[Items from a dataset]
####################

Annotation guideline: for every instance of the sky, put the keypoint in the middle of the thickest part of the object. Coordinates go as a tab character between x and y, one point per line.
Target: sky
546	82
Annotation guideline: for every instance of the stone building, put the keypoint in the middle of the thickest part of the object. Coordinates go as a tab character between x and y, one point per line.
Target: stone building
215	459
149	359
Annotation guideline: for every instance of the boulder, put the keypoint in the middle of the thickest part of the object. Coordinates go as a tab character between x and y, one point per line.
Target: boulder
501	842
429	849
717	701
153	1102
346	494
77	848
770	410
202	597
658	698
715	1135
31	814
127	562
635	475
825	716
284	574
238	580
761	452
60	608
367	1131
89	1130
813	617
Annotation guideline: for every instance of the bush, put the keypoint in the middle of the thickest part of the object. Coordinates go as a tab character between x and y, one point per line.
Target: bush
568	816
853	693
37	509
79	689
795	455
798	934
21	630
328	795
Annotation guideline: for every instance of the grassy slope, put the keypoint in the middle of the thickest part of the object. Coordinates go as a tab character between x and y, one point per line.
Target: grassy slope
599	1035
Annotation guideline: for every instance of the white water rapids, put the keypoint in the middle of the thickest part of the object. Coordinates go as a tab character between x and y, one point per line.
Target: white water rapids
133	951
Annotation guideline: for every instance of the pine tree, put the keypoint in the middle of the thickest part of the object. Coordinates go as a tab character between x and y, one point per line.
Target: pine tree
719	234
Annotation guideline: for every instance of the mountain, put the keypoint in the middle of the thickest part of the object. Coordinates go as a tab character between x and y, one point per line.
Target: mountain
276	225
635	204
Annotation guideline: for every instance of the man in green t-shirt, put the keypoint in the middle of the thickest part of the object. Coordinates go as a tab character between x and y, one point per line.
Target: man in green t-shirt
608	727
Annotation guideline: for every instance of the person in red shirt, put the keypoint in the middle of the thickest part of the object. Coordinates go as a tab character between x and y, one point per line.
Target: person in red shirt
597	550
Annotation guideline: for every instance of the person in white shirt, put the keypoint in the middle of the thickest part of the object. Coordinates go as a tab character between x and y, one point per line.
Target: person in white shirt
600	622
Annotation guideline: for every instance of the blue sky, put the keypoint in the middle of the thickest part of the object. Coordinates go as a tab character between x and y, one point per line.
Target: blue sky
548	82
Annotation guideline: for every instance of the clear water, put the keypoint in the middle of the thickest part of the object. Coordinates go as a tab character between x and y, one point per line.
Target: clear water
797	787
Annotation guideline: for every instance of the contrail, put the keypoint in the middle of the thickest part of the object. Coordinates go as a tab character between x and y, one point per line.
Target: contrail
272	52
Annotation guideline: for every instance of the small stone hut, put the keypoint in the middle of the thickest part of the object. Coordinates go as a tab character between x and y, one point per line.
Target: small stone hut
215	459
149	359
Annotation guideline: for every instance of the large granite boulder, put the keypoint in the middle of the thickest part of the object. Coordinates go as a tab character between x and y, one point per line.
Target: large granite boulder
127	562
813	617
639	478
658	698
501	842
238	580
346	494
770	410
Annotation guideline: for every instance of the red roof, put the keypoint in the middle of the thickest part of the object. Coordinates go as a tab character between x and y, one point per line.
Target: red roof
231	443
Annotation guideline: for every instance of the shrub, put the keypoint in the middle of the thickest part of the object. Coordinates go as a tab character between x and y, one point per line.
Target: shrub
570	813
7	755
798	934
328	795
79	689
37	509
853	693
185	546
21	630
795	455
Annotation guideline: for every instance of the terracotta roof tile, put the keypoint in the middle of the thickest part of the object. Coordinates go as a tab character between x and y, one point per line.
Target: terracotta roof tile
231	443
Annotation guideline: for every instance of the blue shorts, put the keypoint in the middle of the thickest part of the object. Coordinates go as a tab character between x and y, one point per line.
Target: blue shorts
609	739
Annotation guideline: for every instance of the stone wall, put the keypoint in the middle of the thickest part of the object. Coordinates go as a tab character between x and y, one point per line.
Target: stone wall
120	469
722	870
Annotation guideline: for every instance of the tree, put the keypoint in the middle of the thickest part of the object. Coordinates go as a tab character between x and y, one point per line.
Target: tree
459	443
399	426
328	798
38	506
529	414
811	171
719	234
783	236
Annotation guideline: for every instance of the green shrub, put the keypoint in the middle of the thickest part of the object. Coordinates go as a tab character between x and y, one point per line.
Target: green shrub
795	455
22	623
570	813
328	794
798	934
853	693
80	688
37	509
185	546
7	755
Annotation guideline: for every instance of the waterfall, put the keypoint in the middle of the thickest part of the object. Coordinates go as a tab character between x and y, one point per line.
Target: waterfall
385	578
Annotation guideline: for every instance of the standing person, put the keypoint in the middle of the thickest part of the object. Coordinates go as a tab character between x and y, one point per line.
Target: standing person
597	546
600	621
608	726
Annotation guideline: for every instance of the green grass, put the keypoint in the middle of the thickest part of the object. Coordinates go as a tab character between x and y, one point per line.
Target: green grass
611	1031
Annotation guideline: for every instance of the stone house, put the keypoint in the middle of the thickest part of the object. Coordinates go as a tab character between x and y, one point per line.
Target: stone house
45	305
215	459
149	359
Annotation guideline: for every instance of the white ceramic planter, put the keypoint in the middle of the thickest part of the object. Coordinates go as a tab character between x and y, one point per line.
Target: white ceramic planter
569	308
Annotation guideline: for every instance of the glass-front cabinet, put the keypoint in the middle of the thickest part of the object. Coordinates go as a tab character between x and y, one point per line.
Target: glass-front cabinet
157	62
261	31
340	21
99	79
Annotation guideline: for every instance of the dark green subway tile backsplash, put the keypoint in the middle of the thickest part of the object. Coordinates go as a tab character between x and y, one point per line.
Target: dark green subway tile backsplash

####################

The response should consist of the entries above, retyped exactly.

Annotation guideline: for every instance of the sky, put the keypoint in the middle of the thickest part of the object. Coordinates go as a tab character between x and y, one point per line.
Target: sky
546	82
Annotation guideline: for every instance of the stone building, put the keypoint in the middle of the thickest part of the object. Coordinates go as a tab character between x and y, one point per line.
Target: stone building
215	459
149	359
Annotation guideline: for every instance of the boulder, put the keypoint in the middle of the thickest part of the object. Coordinates go as a tab character between x and y, one point per line.
Target: boulder
501	842
429	849
717	701
153	1102
346	494
77	848
770	410
202	597
658	698
715	1135
31	814
127	562
635	475
825	716
284	574
238	580
761	452
60	608
367	1131
89	1130
813	617
Annotation guideline: for every instance of the bush, put the keypoint in the middle of the thickest part of the object. Coordinates go as a tab character between x and y, one point per line.
Target: bush
568	816
853	693
37	509
79	689
795	455
798	934
21	630
328	795
Annotation guideline: for every instance of the grassy slope, put the keypoint in the middle of the thickest part of the object. Coordinates go as a tab character between x and y, one point per line.
Target: grassy slope
599	1035
Annotation guideline: for every instance of the white water rapids, put the keypoint in the middle of the thickest part of the object. Coordinates go as a tab character between x and y, one point per line.
Target: white water rapids
133	951
Annotation guideline: for every instance of the pine tree, put the keypoint in the middle of the thickest part of the object. Coordinates go as a tab character between x and y, one point per line.
Target: pine tree
719	234
Annotation guideline: for every instance of the mountain, put the keypoint in the middle of the thickest part of the object. Coordinates go as a tab character between x and y, one point per line.
Target: mountain
276	225
635	204
Annotation guideline: for every instance of the man in green t-shirt, put the keypoint in the middle of the thickest part of the object. Coordinates go as a tab character between x and y, one point per line.
Target: man in green t-shirt
608	727
Annotation guideline: for every instance of the person in red shirt, put the keypoint in the middle of the thickest part of the object. Coordinates go as a tab character between x and y, one point per line.
Target: person in red shirt
597	550
Annotation guideline: for every instance of the person in white shirt, put the keypoint in the middle of the thickest part of the object. Coordinates go as a tab character between x and y, one point per line.
Target: person in white shirt
600	622
Annotation guideline: for every instance of the blue sky, put the keypoint in the middle of the thickest part of the object. Coordinates go as a tab character between x and y, one point per line.
Target: blue sky
548	82
Annotation guideline: for every instance of the clear water, put the keypoint in the middle of the thickest part of the object. Coordinates go as a tab character between x and y, one point per line.
Target: clear water
797	787
Annotation guideline: for every instance of the contrail, put the keypoint in the middle of the thickest part of the object. Coordinates go as a tab character between x and y, one point per line.
Target: contrail
272	52
Annotation guideline: for every instance of the small stone hut, put the keypoint in the middle of the thickest part of the object. Coordinates go as a tab character between x and y, one point per line.
Target: small stone hut
215	459
149	359
Annotation guideline: for every instance of the large granite boulder, put the keypoint in the middle of the thickest part of the object. Coordinates go as a tab character between x and y, one point per line.
Target: large granite boulder
127	562
813	617
639	478
658	698
501	842
238	580
346	494
770	410
Annotation guideline: for every instance of the red roof, put the keypoint in the middle of the thickest part of the object. Coordinates go as a tab character between x and y, one point per line.
Target: red roof
231	443
Annotation guideline: for every instance of the shrub, put the keypoint in the middle of the thickest part of the object. Coordinates go as a tab character between x and y, one point per line.
Target: shrub
570	813
7	755
798	934
328	795
79	689
37	509
853	693
185	546
21	630
795	455
Annotation guideline: for every instance of the terracotta roof tile, put the keypoint in the middle of the thickest part of the object. Coordinates go as a tab character between x and y, one point per line.
Target: terracotta roof tile
231	443
Annotation guideline: for every instance of the blue shorts, put the keypoint in the middle of the thickest part of the object. Coordinates go as a tab character between x and y, one point per line.
Target: blue shorts
609	739
Annotation guideline: for every instance of the stone wall, put the keypoint in the middle of the thickest part of the object. Coordinates go as a tab character between x and y, one point per line.
Target: stone wall
120	469
722	870
Annotation guideline: for every instance of the tree, put the keypoint in the middle of the thickest part of the object. Coordinates go as a tab character between x and y, one point per line.
Target: tree
459	443
399	426
328	798
38	506
529	414
811	171
719	234
783	236
Annotation guideline: for every instance of the green shrub, put the keypoint in the middle of the thickest part of the object. Coordinates go as a tab character between x and y, one point per line.
Target: green shrub
795	455
22	623
570	813
328	794
798	934
853	693
80	688
37	509
185	546
7	755
Annotation guideline: for every instance of the waterfall, put the keypoint in the middle of the thickest part of the object. Coordinates go as a tab character between x and y, one point per line.
Target: waterfall
385	578
Annotation guideline: for every instance of the standing person, put the keypoint in the middle of the thickest part of the object. Coordinates go as a tab character between x and y, one point per line.
Target: standing person
597	546
600	621
608	726
Annotation guideline: for every instance of the green grass, put the keypoint in the middle of the thickest part of the object. Coordinates go as a tab character between x and y, one point per line.
Target: green grass
611	1031
Annotation guideline: for every instance of the stone house, put the keypoint in the middle of the thickest part of the object. Coordinates go as a tab character between x and y, one point per line.
Target: stone house
45	305
215	459
149	359
Annotation guideline: for every instance of the white ceramic planter, put the keypoint in the middle of the thickest part of the object. Coordinates go as a tab character between x and y, one point per line.
Target: white ceramic planter
569	308
Annotation guideline: for every instance of the glass-front cabinet, put the keypoint in the middle of the thickest part of the object. Coordinates go as a tab character between x and y, one point per line.
Target: glass-front cabinet
157	62
261	31
340	21
99	79
Annotation guideline: for every instance of the dark green subway tile backsplash, put the keypoint in the middle of the thickest part of the object. Coordinates go as a tab character between x and y, one point per line.
Target: dark green subway tile backsplash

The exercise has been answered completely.